### Your instructions
In your reply, reproduce the lines from the first one below to the line containing "find the sausage link", inclusive, exactly as they stand.

Natural-language object grounding data:
[Start of Attachment]

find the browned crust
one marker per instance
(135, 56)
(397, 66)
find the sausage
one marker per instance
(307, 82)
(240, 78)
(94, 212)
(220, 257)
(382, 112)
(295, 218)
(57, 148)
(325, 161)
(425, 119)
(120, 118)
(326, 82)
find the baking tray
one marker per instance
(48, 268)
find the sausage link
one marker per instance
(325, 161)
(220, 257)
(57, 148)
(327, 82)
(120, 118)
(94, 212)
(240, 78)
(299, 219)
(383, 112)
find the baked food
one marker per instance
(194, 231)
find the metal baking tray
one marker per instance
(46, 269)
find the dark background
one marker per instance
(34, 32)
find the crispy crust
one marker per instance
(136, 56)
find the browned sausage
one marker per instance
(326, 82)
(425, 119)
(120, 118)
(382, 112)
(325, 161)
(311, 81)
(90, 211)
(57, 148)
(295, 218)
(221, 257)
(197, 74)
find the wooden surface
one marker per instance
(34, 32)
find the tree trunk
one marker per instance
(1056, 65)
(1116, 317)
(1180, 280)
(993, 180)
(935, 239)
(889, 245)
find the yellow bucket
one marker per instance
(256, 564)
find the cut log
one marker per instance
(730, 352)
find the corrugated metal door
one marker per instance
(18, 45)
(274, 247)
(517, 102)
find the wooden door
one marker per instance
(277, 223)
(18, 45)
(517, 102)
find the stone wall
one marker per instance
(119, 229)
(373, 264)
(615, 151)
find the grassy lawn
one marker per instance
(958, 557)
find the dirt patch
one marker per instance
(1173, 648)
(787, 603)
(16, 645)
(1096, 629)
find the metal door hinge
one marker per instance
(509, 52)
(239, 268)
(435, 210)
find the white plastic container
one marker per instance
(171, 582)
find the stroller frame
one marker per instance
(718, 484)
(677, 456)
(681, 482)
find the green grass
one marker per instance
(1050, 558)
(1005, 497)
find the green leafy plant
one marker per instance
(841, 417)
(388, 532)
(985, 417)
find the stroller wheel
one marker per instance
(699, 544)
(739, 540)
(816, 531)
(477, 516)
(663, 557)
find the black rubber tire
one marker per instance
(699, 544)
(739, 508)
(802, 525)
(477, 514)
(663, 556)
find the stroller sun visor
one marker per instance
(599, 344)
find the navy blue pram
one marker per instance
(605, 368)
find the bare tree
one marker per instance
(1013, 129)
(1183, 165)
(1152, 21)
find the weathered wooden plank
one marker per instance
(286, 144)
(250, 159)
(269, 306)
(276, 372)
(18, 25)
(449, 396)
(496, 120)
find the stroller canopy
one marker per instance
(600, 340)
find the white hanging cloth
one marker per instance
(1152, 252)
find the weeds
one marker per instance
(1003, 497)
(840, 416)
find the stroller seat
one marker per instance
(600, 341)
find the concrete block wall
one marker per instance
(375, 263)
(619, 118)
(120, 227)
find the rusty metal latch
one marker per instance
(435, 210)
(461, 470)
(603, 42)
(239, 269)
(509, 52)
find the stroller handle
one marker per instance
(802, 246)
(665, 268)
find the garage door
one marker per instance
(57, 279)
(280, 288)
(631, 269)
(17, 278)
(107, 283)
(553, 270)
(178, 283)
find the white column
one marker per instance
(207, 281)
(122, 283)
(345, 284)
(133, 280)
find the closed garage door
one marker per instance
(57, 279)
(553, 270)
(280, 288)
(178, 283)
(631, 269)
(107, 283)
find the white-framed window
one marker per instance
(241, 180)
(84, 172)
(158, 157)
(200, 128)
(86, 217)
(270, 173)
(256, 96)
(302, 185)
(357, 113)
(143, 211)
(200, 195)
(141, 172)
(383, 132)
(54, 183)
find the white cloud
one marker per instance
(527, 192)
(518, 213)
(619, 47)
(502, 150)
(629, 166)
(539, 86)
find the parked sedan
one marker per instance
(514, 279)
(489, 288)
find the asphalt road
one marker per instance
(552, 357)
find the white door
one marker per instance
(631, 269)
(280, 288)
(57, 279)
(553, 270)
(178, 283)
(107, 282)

[End of Attachment]

### Answer
find the browned crust
one marker per instance
(135, 56)
(397, 66)
find the sausage
one marker per instance
(307, 82)
(240, 78)
(94, 212)
(220, 257)
(382, 112)
(295, 218)
(57, 148)
(325, 161)
(425, 119)
(120, 118)
(326, 82)
find the baking tray
one marker per instance
(48, 268)
find the sausage link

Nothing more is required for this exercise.